------ PROVIDED RECORDS ------
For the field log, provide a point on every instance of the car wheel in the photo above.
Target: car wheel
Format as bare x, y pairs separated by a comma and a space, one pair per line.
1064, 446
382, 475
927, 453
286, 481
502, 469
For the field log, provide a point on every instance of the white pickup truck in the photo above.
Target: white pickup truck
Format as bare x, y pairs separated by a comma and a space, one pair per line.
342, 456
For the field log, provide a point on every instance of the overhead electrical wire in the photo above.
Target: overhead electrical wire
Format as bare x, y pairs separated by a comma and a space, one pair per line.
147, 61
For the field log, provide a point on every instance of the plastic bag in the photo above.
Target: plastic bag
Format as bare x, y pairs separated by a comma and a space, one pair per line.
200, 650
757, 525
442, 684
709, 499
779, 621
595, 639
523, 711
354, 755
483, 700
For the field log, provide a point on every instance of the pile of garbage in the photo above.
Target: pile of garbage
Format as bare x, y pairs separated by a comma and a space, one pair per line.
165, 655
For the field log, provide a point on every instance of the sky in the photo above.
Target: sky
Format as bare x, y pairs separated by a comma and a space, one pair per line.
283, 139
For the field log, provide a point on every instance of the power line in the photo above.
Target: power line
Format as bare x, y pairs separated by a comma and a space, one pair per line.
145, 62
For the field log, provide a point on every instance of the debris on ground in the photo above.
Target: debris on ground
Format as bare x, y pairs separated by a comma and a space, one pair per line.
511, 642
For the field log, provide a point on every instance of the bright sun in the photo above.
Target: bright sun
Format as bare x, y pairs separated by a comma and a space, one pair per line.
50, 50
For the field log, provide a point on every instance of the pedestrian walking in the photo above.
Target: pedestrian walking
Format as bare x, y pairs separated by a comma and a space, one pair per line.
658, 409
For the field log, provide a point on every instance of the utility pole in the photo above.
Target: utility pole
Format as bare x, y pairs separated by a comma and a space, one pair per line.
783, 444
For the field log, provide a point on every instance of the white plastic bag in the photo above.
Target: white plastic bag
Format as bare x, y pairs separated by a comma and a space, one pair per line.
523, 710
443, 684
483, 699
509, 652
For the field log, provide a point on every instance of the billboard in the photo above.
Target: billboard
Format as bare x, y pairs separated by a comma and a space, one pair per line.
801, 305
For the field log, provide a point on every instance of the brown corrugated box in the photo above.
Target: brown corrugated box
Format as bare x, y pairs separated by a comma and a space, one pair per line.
------
#### [TRY IT]
I need each line of the entries that holds the string "pedestrian" located and copied.

#### [WRITTEN SOLUTION]
For the field log, provide a point on every instance of the pedestrian walking in the photo above.
Target: pedestrian walking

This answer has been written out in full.